Problem requirements => Print all of the data exactly, but drop the pictures.

Records for this exercise below:

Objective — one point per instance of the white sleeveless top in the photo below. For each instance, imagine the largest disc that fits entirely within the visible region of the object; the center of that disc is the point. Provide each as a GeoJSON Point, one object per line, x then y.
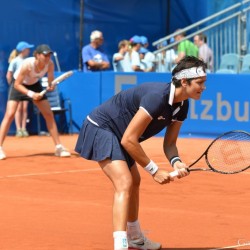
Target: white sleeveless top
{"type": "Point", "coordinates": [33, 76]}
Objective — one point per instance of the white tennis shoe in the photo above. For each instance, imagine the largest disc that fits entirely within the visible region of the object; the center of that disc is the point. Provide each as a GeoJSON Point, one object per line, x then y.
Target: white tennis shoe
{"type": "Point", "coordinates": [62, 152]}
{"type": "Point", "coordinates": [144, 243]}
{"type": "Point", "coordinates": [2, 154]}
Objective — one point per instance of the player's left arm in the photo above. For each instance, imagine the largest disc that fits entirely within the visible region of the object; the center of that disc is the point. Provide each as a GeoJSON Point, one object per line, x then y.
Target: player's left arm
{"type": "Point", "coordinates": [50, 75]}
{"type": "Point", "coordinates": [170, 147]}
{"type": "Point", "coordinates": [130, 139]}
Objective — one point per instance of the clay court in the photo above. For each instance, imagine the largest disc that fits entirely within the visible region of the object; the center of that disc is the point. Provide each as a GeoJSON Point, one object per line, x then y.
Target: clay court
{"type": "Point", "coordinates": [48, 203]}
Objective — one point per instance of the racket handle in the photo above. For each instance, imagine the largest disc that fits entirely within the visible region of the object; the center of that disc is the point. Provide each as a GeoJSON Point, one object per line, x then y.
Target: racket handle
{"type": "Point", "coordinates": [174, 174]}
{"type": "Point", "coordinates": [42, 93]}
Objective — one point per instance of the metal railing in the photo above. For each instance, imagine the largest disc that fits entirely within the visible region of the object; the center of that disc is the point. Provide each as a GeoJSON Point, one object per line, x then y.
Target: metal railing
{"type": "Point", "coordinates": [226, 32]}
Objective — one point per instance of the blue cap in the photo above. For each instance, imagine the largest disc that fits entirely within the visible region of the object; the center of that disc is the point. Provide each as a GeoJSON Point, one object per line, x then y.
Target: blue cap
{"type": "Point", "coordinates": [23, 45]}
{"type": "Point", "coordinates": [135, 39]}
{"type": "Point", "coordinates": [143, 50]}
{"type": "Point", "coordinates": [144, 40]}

End of Records for this exercise.

Exercise solution =>
Objective — one point per instance of the white sleeveless top in the photo below. For each instance, imagine the largest disc that fits entirely within the visible region of the object; the center of that disc is the point. Provide each as a GeoJSON Point, one object per line, x then y.
Target: white sleeveless top
{"type": "Point", "coordinates": [33, 76]}
Objective — one point per instance of the white tennis shoe in the photo above. For each instance, imagine the largest disc that fits entirely within the visible region of the object; the center of that disc is the point. Provide each as a GeoJSON Point, one object per line, x then y.
Target: white tennis shoe
{"type": "Point", "coordinates": [62, 152]}
{"type": "Point", "coordinates": [144, 243]}
{"type": "Point", "coordinates": [2, 154]}
Objective — one point per instance of the player's left arm in the photo above. For each instance, imagine the largest disc that fits entirely within the visible region of the object; the center of that disc is the point. Provide each as a GeoJSON Point, one object per line, x then y.
Target: player's left arm
{"type": "Point", "coordinates": [50, 75]}
{"type": "Point", "coordinates": [170, 147]}
{"type": "Point", "coordinates": [130, 139]}
Objective — one point per instance of the clay court in the photo above. For each instance, imagine the largest disc that fits entirely within the visible region of the object; the center of that disc is the point. Provide each as a GeoJSON Point, one object per line, x then y.
Target: clay court
{"type": "Point", "coordinates": [48, 203]}
Objective — one point per instance of the racket handle in the photo above. For each instance, imagine the largest disc that fits entirely within the visible region of the object; the center of that disc is the point. Provide each as a GeoJSON Point, one object per line, x then y.
Target: racket handle
{"type": "Point", "coordinates": [174, 174]}
{"type": "Point", "coordinates": [42, 93]}
Objective — one point per instance of the metal railing in the photo above. For each instance, imagine the largest disc that fits entirely within the visible region of the object; the center of that disc is the point. Provide each as a GeoJSON Point, one object per line, x then y.
Target: metal railing
{"type": "Point", "coordinates": [226, 32]}
Objective — one point per instance of the blue cap in the photo above. For each instance, imagine the largest disc that fits entirely within the visible region of the object; the center of that disc is the point. Provide each as a GeoJSON Point, one object per line, x then y.
Target: blue cap
{"type": "Point", "coordinates": [23, 45]}
{"type": "Point", "coordinates": [135, 39]}
{"type": "Point", "coordinates": [143, 50]}
{"type": "Point", "coordinates": [144, 40]}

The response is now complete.